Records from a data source
|---|

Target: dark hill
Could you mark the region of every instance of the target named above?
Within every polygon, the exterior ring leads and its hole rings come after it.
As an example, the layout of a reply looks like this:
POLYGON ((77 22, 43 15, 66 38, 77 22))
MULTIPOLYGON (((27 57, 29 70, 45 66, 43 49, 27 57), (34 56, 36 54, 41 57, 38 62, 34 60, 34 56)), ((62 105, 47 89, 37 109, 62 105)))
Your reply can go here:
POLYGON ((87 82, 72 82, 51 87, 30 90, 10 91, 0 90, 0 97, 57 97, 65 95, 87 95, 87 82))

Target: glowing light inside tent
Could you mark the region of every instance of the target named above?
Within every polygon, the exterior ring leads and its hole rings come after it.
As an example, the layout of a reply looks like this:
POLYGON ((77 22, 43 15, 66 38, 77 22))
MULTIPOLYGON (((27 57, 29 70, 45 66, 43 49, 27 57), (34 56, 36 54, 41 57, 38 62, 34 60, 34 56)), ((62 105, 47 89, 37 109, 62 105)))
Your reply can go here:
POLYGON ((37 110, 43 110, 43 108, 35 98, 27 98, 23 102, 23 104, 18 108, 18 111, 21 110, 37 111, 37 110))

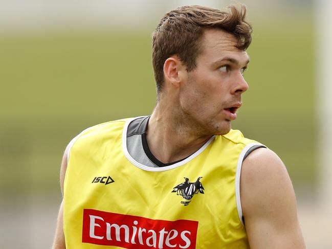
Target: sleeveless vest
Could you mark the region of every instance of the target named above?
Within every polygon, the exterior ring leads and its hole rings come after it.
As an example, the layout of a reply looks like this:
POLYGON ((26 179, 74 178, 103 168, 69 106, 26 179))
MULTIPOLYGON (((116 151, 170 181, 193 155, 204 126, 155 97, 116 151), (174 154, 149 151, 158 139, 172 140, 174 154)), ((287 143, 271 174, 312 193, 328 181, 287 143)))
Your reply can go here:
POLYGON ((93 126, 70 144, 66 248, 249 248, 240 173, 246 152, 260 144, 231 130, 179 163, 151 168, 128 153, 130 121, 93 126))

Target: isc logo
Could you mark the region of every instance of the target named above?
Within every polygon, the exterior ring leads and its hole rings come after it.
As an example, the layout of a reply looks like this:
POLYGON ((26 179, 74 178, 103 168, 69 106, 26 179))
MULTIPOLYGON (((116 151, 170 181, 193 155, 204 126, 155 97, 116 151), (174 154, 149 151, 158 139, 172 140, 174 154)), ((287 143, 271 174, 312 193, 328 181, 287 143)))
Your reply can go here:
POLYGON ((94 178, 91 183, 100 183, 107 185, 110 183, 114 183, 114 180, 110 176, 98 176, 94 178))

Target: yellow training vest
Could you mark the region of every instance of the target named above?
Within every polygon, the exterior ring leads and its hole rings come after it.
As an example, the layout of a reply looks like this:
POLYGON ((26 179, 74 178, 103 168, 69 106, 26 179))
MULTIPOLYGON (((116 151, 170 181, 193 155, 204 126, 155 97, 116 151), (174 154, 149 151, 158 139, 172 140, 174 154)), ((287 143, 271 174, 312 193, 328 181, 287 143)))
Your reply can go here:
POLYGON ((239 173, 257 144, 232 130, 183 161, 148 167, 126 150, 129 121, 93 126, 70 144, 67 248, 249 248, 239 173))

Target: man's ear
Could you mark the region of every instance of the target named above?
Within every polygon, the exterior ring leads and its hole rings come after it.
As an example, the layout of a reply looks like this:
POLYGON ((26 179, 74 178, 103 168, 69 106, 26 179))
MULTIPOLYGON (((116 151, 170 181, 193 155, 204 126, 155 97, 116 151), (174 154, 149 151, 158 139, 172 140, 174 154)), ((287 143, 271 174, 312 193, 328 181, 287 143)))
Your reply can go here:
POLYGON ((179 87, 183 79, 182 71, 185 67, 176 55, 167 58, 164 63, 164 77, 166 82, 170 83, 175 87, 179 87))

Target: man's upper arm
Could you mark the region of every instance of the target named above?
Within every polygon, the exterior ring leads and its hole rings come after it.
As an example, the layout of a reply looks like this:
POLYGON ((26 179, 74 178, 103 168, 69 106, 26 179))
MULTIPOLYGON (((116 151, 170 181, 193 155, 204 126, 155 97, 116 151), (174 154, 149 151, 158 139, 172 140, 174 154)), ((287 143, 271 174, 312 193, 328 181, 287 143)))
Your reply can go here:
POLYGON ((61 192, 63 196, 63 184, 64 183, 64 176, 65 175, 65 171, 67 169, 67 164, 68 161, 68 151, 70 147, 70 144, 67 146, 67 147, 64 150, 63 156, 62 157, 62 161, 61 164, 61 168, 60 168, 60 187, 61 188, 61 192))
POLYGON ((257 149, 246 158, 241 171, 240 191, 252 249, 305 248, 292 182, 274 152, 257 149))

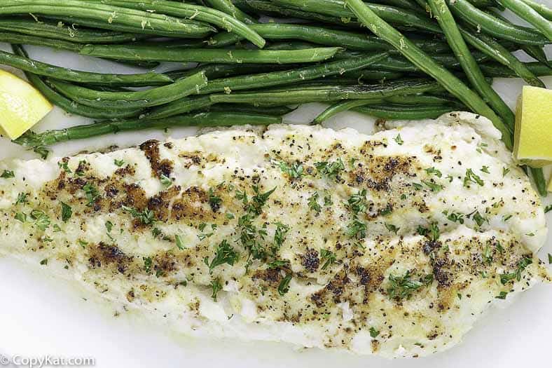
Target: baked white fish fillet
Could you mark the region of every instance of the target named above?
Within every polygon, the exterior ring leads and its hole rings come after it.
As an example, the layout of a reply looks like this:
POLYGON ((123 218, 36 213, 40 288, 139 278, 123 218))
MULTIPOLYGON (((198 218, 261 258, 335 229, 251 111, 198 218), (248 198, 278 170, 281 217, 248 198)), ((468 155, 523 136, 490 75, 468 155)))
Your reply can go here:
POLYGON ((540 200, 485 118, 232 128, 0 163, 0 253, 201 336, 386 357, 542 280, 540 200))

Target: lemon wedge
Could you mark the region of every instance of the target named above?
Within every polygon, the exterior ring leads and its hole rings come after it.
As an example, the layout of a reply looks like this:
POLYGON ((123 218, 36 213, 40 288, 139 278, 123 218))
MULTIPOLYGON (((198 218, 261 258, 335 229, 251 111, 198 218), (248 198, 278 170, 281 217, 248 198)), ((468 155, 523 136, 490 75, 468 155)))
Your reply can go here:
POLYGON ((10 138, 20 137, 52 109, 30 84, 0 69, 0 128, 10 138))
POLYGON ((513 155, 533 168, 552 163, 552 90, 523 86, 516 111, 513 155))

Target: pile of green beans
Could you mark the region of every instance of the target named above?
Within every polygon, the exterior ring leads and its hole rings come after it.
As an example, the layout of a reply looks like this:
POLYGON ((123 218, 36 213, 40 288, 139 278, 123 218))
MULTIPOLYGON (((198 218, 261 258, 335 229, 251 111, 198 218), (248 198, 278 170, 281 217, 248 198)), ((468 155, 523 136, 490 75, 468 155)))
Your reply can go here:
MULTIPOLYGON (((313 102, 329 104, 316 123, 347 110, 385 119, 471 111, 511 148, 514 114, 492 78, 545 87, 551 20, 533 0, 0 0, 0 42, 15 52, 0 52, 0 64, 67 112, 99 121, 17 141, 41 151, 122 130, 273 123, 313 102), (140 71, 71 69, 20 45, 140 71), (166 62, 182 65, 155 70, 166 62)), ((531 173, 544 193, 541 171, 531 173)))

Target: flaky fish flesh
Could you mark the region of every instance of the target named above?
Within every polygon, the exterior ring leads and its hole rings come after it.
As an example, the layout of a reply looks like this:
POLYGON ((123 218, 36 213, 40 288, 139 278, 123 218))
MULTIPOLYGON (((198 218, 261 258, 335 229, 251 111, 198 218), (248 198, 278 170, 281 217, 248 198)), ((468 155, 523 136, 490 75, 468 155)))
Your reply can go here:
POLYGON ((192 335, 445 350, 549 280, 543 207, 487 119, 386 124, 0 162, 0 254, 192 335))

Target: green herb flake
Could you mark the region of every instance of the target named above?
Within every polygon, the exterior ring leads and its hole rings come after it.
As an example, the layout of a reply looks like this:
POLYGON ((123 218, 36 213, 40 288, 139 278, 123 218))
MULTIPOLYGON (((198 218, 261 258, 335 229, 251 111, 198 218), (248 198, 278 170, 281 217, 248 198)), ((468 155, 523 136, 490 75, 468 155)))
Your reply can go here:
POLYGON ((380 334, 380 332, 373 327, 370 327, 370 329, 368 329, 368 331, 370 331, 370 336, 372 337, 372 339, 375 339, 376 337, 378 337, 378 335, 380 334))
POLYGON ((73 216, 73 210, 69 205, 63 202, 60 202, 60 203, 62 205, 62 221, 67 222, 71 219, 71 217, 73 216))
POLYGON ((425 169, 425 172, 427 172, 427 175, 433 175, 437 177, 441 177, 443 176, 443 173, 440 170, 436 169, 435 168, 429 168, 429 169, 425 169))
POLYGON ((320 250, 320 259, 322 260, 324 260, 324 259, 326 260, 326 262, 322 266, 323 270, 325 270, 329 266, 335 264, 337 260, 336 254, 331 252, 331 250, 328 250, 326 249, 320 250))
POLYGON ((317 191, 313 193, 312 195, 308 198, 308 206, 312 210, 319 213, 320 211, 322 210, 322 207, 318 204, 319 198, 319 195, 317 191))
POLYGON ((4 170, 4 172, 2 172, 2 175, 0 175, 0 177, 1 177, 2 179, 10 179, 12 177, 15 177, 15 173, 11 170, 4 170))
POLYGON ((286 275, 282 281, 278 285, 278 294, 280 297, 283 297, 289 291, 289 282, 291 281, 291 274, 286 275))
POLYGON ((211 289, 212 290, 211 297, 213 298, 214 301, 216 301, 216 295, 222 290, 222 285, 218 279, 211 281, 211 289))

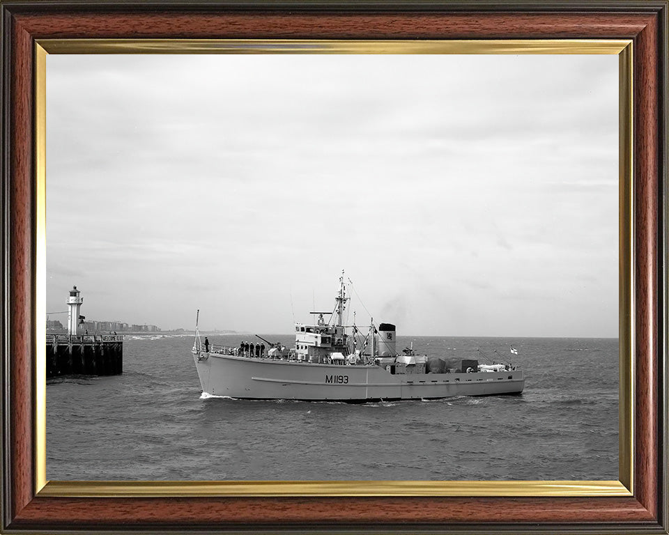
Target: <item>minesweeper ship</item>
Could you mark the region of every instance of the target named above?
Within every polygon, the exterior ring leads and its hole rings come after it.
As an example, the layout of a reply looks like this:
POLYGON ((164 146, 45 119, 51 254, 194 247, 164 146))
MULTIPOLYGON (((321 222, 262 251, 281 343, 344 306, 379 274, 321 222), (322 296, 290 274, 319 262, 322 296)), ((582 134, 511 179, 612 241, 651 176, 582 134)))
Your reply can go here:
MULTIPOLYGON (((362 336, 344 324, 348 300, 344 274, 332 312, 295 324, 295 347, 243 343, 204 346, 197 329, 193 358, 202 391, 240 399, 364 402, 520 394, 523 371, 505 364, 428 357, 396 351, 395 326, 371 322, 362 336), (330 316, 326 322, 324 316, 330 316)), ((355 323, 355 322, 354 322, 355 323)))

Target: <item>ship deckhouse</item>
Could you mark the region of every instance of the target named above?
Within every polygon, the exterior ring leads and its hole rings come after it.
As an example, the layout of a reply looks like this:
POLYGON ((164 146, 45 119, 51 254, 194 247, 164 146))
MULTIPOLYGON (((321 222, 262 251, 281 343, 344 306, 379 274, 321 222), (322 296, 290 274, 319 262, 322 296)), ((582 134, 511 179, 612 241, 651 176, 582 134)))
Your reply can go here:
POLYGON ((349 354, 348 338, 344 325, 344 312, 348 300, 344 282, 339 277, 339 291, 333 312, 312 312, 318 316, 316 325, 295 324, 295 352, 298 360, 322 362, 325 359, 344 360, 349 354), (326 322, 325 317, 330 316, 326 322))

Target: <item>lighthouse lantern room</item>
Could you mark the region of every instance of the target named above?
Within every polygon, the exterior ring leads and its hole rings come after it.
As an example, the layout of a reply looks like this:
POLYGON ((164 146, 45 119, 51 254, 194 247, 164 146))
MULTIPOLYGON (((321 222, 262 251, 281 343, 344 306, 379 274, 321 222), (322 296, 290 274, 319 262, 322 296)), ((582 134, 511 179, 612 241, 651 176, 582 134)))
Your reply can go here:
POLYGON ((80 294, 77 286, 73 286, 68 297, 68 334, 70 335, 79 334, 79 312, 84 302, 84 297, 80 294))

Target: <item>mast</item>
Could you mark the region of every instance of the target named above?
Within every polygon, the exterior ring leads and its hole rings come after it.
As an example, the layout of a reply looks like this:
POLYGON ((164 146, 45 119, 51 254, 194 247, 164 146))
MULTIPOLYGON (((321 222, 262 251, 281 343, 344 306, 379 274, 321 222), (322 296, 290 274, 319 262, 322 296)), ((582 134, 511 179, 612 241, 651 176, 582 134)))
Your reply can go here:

|---|

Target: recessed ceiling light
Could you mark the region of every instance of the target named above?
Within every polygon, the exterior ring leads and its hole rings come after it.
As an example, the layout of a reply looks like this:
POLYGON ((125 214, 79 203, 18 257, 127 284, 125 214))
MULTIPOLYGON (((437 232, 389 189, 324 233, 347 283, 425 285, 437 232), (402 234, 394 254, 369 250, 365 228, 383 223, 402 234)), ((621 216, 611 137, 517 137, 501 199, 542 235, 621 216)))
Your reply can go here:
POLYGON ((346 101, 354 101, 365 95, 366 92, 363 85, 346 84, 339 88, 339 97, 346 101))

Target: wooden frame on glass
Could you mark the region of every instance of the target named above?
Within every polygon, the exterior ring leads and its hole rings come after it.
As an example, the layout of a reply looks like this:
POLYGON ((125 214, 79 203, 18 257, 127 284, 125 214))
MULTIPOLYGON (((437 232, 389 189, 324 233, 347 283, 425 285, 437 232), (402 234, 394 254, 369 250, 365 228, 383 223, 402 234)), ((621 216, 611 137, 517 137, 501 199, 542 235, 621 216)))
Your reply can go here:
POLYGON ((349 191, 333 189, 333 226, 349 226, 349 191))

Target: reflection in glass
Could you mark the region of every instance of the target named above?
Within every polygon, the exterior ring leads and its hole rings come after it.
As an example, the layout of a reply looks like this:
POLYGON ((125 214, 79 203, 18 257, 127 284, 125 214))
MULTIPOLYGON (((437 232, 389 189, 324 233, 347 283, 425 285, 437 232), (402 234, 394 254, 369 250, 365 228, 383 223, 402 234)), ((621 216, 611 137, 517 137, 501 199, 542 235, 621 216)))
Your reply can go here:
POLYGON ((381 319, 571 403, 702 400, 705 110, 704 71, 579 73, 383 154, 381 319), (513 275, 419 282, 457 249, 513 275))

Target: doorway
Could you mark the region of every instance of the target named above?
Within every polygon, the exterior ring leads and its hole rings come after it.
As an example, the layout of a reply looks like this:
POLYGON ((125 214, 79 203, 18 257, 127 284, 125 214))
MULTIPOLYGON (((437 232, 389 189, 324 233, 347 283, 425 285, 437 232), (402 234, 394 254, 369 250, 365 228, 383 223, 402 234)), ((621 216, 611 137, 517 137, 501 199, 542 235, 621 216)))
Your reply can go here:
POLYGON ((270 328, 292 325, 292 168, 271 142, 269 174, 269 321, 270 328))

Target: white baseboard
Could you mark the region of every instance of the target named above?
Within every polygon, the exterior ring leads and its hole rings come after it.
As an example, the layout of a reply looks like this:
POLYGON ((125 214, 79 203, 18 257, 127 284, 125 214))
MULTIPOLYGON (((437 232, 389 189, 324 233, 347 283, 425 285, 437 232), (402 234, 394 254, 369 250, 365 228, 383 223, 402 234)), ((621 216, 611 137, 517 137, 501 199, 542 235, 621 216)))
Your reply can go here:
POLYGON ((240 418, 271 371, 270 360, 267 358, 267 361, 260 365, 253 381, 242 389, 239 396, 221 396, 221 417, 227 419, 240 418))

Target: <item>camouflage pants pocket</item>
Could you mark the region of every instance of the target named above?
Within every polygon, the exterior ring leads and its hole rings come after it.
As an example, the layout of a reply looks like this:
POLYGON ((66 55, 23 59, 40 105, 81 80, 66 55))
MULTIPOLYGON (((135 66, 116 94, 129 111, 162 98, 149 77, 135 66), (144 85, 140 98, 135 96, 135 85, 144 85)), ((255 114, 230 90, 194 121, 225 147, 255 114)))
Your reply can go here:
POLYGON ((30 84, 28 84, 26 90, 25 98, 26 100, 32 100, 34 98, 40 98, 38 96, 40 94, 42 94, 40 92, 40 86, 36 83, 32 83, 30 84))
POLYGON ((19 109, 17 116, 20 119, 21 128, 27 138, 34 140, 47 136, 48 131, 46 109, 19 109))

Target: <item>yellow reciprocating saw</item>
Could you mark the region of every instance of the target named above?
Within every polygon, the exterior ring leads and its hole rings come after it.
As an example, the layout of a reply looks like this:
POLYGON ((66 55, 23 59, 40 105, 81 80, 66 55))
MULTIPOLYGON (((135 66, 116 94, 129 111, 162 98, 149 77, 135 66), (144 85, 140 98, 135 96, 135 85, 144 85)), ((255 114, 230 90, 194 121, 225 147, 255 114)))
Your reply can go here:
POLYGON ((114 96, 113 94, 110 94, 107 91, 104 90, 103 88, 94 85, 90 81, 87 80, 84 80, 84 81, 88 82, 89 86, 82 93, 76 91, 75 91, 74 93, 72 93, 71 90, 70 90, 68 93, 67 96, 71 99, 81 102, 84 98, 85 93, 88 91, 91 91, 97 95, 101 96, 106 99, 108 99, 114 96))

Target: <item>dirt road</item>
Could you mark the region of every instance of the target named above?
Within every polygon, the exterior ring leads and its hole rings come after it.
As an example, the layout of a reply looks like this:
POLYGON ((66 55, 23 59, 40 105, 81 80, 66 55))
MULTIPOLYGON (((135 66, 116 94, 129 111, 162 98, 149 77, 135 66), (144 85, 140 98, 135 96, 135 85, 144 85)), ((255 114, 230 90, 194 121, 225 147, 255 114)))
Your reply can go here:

|---|

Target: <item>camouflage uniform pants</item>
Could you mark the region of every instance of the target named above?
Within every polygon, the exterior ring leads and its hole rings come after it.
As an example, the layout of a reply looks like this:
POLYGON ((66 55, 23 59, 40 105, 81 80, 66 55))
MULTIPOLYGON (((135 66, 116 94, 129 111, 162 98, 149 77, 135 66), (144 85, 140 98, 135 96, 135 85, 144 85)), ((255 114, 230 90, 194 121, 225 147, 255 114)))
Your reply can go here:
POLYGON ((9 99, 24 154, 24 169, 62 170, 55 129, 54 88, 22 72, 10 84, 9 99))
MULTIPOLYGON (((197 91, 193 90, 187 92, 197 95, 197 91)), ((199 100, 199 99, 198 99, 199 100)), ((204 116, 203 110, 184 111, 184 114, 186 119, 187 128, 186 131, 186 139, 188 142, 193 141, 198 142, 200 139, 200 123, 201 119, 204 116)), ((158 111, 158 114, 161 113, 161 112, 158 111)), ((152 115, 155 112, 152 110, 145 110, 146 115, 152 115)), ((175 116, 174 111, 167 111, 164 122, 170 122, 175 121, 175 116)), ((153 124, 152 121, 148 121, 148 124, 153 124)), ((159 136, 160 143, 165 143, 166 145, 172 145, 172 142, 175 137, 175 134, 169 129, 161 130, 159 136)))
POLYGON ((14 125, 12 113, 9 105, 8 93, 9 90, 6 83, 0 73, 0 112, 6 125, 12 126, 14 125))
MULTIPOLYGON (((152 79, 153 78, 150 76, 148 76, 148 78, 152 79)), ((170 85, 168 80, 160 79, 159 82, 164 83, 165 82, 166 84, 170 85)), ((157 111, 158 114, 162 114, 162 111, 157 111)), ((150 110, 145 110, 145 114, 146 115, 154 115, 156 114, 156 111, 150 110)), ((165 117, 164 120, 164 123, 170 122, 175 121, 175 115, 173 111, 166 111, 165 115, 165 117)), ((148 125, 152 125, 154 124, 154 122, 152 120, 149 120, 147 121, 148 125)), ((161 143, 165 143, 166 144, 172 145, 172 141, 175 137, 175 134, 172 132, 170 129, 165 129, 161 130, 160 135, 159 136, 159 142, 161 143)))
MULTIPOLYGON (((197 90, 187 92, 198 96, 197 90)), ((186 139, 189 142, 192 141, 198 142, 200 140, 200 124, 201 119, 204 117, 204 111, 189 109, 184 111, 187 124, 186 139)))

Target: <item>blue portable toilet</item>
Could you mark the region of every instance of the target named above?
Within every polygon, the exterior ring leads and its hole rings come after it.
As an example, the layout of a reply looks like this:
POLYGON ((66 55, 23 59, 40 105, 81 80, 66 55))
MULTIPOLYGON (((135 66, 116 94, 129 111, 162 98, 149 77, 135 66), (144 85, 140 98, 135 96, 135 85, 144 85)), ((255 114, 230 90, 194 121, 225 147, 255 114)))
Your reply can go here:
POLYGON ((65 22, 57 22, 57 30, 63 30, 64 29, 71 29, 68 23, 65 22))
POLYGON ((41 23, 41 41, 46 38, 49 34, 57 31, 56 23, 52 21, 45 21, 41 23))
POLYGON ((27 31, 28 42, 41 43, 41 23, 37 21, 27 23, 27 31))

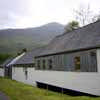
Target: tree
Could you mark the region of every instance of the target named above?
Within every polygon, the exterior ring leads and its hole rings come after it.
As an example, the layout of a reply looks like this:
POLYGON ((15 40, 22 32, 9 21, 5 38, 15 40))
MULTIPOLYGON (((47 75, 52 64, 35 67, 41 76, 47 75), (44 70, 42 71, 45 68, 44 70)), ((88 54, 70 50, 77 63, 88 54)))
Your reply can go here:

|---|

[TO DO]
Rewrite the rows starting with the line containing "Target: <item>minesweeper ship</item>" and going on through the line containing "MULTIPOLYGON (((362 336, 344", replacing "exterior ring" with "outer ring" and leaving everything else unchanged.

[THE OUTPUT]
Target: <item>minesweeper ship</item>
Could you mark the region of every instance of the target named above?
Within every polygon, the outer ring leads and its hole rings come after it.
As an example, the layout of a reply looks like this:
POLYGON ((164 146, 45 119, 51 254, 194 247, 164 146))
MULTIPOLYGON (((321 222, 262 251, 281 343, 344 306, 379 274, 321 222), (322 296, 290 274, 319 262, 322 296)), ((582 134, 511 179, 612 241, 651 176, 582 134)))
Your reply can go here:
MULTIPOLYGON (((362 336, 344 324, 348 300, 344 274, 332 312, 295 324, 295 347, 243 343, 204 346, 197 329, 193 358, 202 391, 240 399, 364 402, 520 394, 523 371, 505 364, 428 357, 396 351, 395 326, 371 322, 362 336), (330 316, 326 322, 324 316, 330 316)), ((355 323, 355 322, 354 322, 355 323)))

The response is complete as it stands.